§ OBJECTIVE
Please reproduce, word for word, the stretch of the records below from the line containing "Target: woman's left hand" through the end of the records.

§ ENTRIES SHOWN
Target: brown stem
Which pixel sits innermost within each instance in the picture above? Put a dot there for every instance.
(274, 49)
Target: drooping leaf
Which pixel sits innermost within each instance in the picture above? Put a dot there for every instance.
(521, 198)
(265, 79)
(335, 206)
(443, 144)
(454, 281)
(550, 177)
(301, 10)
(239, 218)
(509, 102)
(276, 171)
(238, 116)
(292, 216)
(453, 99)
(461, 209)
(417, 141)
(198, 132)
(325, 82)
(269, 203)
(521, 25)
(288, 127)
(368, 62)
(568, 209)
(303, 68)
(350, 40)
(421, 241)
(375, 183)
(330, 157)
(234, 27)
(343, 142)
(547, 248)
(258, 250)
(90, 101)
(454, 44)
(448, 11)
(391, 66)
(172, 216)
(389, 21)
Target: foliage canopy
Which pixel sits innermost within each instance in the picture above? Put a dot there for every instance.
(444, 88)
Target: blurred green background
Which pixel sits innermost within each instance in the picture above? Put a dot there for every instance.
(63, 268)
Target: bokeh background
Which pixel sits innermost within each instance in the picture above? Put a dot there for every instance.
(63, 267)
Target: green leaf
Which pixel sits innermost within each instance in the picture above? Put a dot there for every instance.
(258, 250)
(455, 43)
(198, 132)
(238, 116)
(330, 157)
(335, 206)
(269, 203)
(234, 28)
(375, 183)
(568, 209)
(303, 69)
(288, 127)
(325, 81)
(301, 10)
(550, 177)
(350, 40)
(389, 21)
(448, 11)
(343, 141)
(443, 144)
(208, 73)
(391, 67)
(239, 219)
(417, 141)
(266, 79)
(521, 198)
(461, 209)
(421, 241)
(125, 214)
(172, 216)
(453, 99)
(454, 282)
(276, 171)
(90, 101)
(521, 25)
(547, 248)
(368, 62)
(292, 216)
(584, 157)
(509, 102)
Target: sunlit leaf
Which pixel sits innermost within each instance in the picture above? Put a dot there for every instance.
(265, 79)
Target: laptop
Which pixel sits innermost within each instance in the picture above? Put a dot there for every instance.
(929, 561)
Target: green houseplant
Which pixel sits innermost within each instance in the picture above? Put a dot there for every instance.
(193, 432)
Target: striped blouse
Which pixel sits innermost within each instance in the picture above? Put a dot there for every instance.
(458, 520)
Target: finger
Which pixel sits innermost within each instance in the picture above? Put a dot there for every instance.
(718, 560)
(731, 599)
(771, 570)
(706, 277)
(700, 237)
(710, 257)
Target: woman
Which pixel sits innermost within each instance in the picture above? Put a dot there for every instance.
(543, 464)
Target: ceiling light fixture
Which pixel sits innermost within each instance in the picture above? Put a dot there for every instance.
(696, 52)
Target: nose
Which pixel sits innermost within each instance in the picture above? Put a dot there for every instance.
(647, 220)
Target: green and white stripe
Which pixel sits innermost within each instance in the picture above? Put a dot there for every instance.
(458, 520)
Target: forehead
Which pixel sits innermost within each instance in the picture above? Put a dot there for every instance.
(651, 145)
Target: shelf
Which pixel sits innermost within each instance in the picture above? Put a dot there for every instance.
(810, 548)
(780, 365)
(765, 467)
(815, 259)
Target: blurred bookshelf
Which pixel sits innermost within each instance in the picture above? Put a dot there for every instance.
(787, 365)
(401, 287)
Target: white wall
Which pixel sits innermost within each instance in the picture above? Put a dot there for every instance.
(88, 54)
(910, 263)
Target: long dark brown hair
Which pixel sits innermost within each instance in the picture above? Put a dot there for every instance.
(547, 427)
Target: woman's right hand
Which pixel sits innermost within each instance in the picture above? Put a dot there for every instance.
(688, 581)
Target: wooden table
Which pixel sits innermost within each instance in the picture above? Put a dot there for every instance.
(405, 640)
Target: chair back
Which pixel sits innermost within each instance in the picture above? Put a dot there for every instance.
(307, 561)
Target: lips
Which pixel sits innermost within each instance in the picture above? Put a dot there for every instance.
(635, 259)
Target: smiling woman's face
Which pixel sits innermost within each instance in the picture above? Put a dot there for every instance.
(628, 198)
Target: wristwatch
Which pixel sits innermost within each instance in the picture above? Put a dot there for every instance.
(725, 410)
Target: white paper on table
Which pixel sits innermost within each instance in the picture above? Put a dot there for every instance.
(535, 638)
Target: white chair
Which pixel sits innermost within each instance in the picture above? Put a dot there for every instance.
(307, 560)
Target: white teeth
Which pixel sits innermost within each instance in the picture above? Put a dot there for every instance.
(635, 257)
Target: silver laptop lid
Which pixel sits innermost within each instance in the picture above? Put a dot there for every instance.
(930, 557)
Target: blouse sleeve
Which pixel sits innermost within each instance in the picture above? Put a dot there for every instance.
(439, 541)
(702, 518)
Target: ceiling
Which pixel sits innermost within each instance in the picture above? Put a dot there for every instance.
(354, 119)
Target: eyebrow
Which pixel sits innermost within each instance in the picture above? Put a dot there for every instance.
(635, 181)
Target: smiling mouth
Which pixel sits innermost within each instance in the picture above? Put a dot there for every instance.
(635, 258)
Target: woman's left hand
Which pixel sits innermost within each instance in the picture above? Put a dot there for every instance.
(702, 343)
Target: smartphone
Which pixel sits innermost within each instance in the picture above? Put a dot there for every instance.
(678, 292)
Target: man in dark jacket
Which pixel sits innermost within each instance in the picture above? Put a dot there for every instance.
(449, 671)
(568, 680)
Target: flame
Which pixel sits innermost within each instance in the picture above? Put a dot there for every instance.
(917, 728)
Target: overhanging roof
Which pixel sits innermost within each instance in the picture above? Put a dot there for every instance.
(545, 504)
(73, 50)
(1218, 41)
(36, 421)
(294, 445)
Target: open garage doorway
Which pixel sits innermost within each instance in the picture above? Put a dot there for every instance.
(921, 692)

§ CORRECT RESPONSE
Target: woman's left hand
Which pixel sits innermost within each instance in the picture above? Put a dot there for every instance.
(702, 343)
Target: smartphone
Which pixel sits innermost within each instance in the picture above? Put a dot there for every instance.
(678, 292)
Target: man in dark jacket
Which pixel sits innermost within each instance in the picture above? Put a dot there for every instance.
(449, 671)
(568, 680)
Target: flame
Which pixel sits innermost within each instance in the picture above? Put a dot there for every instance.
(917, 728)
Target: overhanging roof
Which pixel sits innermost within each instance in the picture above? Put a dot there for every instance.
(545, 504)
(73, 50)
(1218, 41)
(36, 421)
(294, 445)
Target: open garage doorway
Which pixel sits innermost within each instance in the picture above? Put a dot there for every instance.
(921, 692)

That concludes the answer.